DESCRIPTION OF THE TASK - Make an exact copy of the data below, leaving out every picture.
··· EXERCISE INPUTS ···
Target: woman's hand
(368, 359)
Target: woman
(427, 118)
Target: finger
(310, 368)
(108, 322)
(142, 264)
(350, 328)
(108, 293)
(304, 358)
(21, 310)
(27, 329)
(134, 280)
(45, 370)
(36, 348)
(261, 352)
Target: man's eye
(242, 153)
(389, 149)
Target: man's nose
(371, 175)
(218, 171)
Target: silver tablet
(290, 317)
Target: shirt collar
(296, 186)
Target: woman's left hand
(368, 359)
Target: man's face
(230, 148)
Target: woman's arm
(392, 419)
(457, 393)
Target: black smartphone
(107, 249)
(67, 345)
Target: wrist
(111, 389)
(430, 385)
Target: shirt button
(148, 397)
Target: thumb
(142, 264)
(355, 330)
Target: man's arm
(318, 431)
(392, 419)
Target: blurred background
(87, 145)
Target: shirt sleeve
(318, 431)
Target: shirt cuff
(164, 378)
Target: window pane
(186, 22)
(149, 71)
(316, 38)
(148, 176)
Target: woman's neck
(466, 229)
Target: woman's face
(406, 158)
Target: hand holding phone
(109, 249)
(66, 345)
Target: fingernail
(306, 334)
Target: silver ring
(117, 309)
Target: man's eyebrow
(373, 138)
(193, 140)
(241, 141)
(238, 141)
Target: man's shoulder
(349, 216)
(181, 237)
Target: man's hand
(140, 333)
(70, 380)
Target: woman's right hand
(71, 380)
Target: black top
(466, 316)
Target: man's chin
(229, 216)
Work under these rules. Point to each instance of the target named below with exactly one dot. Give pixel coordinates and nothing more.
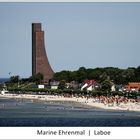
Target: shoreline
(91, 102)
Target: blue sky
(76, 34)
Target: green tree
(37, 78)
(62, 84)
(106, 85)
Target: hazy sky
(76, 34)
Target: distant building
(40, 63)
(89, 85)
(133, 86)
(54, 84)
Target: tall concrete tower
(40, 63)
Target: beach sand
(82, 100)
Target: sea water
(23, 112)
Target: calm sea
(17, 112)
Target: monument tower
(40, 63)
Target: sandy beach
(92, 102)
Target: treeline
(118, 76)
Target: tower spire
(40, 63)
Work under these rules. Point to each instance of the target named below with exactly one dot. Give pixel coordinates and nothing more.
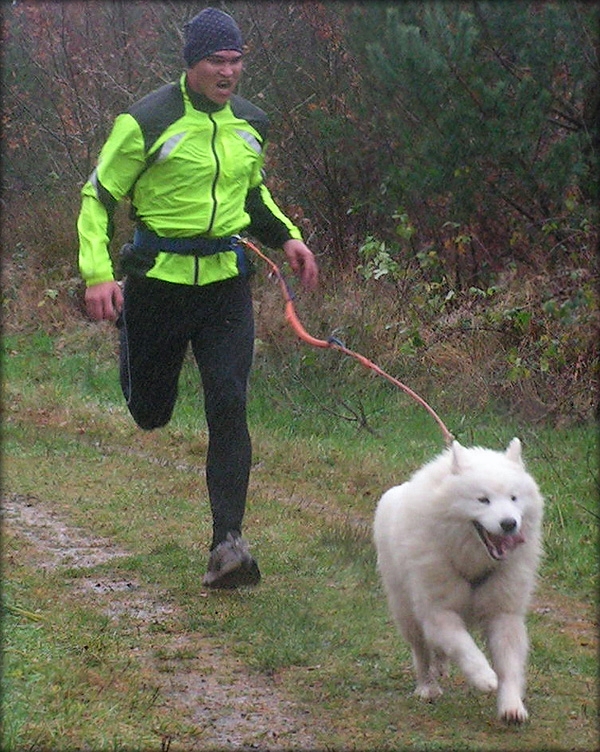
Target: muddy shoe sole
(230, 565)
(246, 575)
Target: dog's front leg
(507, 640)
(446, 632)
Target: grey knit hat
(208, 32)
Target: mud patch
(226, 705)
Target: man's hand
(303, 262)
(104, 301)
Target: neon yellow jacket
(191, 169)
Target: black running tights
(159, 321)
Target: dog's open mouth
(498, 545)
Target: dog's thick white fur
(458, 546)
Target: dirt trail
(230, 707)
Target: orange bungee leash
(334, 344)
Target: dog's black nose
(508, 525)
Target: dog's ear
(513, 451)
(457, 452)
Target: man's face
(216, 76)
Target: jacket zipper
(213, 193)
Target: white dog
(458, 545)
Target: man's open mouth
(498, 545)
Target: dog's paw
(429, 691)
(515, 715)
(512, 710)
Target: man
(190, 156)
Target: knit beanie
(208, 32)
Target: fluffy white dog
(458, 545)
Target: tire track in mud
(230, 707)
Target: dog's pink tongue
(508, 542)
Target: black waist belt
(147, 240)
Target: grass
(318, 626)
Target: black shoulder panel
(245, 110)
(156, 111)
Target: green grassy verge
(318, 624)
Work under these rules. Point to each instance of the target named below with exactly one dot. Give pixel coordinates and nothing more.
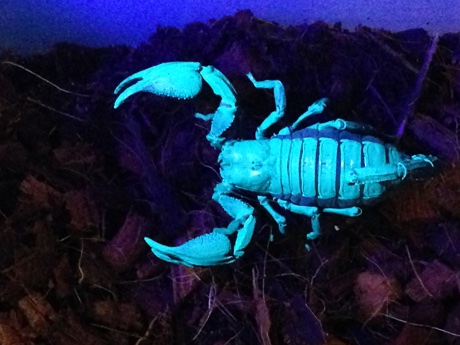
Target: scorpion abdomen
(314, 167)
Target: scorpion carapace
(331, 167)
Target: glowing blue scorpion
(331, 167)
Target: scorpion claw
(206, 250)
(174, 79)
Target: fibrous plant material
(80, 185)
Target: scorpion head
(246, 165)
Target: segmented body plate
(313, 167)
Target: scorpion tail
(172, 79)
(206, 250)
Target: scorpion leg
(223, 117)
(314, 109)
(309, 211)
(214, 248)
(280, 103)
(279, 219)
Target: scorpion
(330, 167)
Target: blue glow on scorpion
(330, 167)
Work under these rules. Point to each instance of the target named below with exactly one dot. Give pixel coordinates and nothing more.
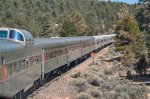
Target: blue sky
···
OUTPUT -
Target: woman's hand
(368, 359)
Target: woman
(427, 118)
Target: finger
(310, 368)
(108, 322)
(142, 264)
(350, 328)
(108, 293)
(304, 358)
(21, 310)
(27, 329)
(134, 280)
(45, 370)
(36, 348)
(261, 352)
Target: man's eye
(242, 153)
(389, 149)
Target: man's nose
(371, 175)
(218, 171)
Target: silver tablet
(290, 317)
Target: shirt collar
(296, 186)
Target: woman's left hand
(368, 359)
Target: man's face
(230, 148)
Target: woman's arm
(392, 419)
(457, 393)
Target: black smartphone
(107, 249)
(67, 345)
Target: wrist
(111, 389)
(430, 385)
Target: shirt button
(148, 397)
Target: thumb
(142, 264)
(355, 330)
Target: man's arm
(318, 431)
(392, 419)
Target: blurred background
(87, 145)
Target: shirt sleeve
(318, 431)
Target: shirt cuff
(164, 378)
Target: window pane
(186, 22)
(149, 71)
(316, 38)
(148, 176)
Target: woman's neck
(466, 229)
Target: woman's face
(406, 158)
Target: hand holding phone
(109, 249)
(66, 345)
Target: fingernail
(306, 334)
Target: silver ring
(117, 309)
Target: man's eyebrow
(373, 138)
(193, 140)
(241, 141)
(238, 141)
Target: man's shoulder
(349, 216)
(181, 237)
Target: man's hand
(140, 333)
(70, 380)
Target: woman's right hand
(71, 380)
Target: black top
(466, 316)
Target: man's chin
(229, 216)
Work under these rules. Point to each instance of the target named below with exactly one dot. Give pixel coordinates and nothing more.
Target: shoreline
(91, 102)
Target: blue sky
(76, 34)
Target: green tree
(37, 78)
(62, 84)
(106, 85)
Target: hazy sky
(76, 34)
Target: distant building
(40, 63)
(89, 85)
(133, 86)
(54, 84)
Target: tall concrete tower
(40, 63)
Target: beach sand
(82, 100)
Target: sea water
(23, 112)
Target: calm sea
(17, 112)
Target: monument tower
(40, 63)
Target: sandy beach
(92, 102)
Target: treeline
(118, 76)
Target: tower spire
(40, 63)
Work under these rules. Point to each instance of the target named below with exactly one dot. Give pixel coordinates and nothing more.
Target: muddy shoe sole
(230, 565)
(246, 575)
Target: dog's front leg
(507, 640)
(446, 632)
Target: grey knit hat
(208, 32)
Target: mud patch
(226, 705)
Target: man's hand
(303, 262)
(104, 301)
Target: neon yellow jacket
(191, 169)
Target: black running tights
(159, 321)
Target: dog's open mouth
(498, 545)
Target: dog's thick white fur
(458, 546)
Target: dirt trail
(230, 707)
Target: orange bungee leash
(334, 344)
Target: dog's black nose
(508, 525)
Target: dog's ear
(513, 451)
(457, 452)
Target: man's face
(216, 76)
Target: jacket zipper
(213, 193)
Target: white dog
(458, 545)
Target: man's open mouth
(498, 545)
Target: dog's paw
(429, 691)
(515, 715)
(512, 710)
Target: man
(190, 156)
Target: knit beanie
(208, 32)
Target: fluffy white dog
(458, 545)
Target: tire track in mud
(230, 707)
Target: dog's pink tongue
(508, 542)
Target: black waist belt
(147, 240)
Target: grass
(318, 626)
Target: black shoulder panel
(245, 110)
(156, 111)
Target: green grassy verge
(318, 624)
Work under these rules. Point to each instance of the target named below with exactly one dot. Give pixel coordinates and nothing more.
Target: scorpion abdomen
(314, 167)
Target: scorpion carapace
(331, 167)
Target: glowing blue scorpion
(331, 167)
Target: scorpion claw
(206, 250)
(174, 79)
Target: fibrous plant material
(80, 185)
Target: scorpion head
(246, 165)
Target: segmented body plate
(313, 167)
Target: scorpion tail
(172, 79)
(206, 250)
Target: scorpion leg
(223, 117)
(314, 109)
(309, 211)
(214, 248)
(280, 103)
(279, 219)
Target: scorpion
(330, 167)
Target: blue glow on scorpion
(330, 167)
Work under these rules. Point to each instance of the target named below with exactly one dot. Give pixel coordinates and nothing more.
Target: blue sky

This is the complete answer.